EXTRACT PROVIDED
▼

Anyways, what have you tried and how did it work?
 
A couple other things that have been discussed before may help.: Grip Puppies are sleeves that can be slid over your grips. They add padding to the grip so less vibration should get through to your hands. Also, riding with Franklin "Shok" batting gloves available from sporting goods stores. They have padded palms made to take away the "sting" that a batter experiences when he slams a baseball. They make pretty decent riding gloves I might add. Also, some "waffle grips" claim to transfer less vibration to your hands. You can read about all the various available anti-vibration type grips at web sites such as Motorcyclesuperstore.com, etc.
Each item alone helps a bit. Both together are worth doing. I'd love to try the flexxbars.
 
Pro-Grip gel grips, Countour fat bars and triple-clamp handguard mounts made a world of difference on my SM. The largest "single item" difference for me was the handguards mounted to the triple clamp.
 
Pro-Grip gel grips, Countour fat bars and triple-clamp handguard mounts made a world of difference on my SM. The largest "single item" difference for me was the handguards mounted to the triple clamp.
Cool - do I understand that the bar mounts for handgaurds transmit / increase the vibrations but mounting them to the triple clamps will transmit less? Interesting.

I just ordered a steel rod to make some 'bar end weights'. I think I'll try on just one side first to see if I can tell a difference. I'm skeptical.

▲

WRITTEN REQUEST 1
Please extract the part of the forum excerpt on handlebar vibration that opens with the words containing "Each item alone" and closes with "difference. I'm skeptical.".
The forum excerpt and the listing have no connection to each other.

Source data
▼

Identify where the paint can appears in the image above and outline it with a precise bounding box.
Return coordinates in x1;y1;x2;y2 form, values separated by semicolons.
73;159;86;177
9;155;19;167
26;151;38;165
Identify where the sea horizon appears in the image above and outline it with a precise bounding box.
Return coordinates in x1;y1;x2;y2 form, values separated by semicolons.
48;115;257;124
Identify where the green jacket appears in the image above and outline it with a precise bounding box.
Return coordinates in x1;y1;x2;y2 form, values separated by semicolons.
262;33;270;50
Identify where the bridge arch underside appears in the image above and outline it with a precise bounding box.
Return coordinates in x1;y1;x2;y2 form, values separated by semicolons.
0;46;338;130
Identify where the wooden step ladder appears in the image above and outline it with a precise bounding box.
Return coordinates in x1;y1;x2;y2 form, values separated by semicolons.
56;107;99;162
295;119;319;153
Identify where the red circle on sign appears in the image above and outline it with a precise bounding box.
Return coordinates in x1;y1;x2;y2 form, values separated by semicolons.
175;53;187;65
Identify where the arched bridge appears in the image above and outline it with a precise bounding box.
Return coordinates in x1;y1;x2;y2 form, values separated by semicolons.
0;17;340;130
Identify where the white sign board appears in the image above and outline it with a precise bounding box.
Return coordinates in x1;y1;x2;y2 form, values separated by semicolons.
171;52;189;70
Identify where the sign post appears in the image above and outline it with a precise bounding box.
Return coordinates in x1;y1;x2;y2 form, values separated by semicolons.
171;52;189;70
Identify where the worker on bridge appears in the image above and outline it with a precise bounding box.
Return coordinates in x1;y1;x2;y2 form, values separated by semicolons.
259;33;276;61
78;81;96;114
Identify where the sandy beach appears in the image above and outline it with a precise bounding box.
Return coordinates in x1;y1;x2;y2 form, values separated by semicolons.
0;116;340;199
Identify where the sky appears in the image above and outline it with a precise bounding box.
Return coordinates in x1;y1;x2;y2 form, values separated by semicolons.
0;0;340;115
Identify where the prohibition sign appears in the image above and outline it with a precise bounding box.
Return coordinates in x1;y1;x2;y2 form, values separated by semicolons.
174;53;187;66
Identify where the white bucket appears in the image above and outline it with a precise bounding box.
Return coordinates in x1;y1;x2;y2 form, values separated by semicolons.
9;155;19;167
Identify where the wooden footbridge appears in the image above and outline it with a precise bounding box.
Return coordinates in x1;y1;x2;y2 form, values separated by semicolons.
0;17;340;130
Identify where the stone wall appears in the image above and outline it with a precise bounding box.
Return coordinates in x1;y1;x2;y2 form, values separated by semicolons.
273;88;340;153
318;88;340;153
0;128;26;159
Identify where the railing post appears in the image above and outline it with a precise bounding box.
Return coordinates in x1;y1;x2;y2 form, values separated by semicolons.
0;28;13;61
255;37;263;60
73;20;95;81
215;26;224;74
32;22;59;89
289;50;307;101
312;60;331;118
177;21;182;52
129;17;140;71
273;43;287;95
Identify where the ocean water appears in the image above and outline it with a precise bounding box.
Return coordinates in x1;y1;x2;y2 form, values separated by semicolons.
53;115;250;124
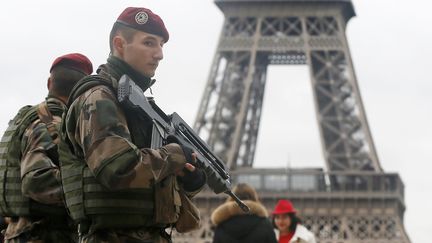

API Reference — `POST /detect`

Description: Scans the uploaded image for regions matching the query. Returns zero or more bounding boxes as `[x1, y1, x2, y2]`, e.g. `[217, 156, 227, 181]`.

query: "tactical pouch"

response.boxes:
[154, 175, 182, 224]
[175, 189, 201, 233]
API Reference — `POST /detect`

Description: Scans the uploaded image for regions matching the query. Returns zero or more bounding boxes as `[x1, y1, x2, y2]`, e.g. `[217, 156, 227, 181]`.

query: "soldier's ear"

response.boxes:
[113, 35, 126, 57]
[47, 77, 52, 90]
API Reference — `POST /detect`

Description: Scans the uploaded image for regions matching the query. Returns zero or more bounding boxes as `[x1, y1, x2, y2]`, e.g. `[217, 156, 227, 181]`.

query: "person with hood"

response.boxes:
[272, 199, 316, 243]
[211, 183, 277, 243]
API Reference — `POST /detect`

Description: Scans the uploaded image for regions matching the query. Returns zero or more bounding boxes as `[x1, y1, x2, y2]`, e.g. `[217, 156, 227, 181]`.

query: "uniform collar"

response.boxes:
[104, 55, 156, 91]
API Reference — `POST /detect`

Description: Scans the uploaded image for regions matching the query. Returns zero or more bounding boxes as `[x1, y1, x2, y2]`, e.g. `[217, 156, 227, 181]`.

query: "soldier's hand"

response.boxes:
[176, 153, 197, 176]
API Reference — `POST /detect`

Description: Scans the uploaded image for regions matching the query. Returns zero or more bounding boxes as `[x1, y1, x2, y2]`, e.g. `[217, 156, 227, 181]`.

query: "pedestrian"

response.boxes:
[272, 199, 316, 243]
[62, 7, 206, 242]
[211, 183, 277, 243]
[0, 53, 93, 243]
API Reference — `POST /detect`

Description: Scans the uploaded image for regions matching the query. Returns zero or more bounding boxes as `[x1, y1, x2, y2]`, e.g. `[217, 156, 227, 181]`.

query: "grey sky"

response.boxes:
[0, 0, 432, 243]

▲

WRITTEN REQUEST 2
How many lines of the listing contain the string "wooden" with matching case? Reply with the number alone.

PROBLEM SOLUTION 1
Each item alone helps a bit. Both together are worth doing. I'd love to try the flexxbars.
 
Pro-Grip gel grips, Countour fat bars and triple-clamp handguard mounts made a world of difference on my SM. The largest "single item" difference for me was the handguards mounted to the triple clamp.
 
Pro-Grip gel grips, Countour fat bars and triple-clamp handguard mounts made a world of difference on my SM. The largest "single item" difference for me was the handguards mounted to the triple clamp.
Cool - do I understand that the bar mounts for handgaurds transmit / increase the vibrations but mounting them to the triple clamps will transmit less? Interesting.

I just ordered a steel rod to make some 'bar end weights'. I think I'll try on just one side first to see if I can tell a difference. I'm skeptical.

PROBLEM SOLUTION 2
2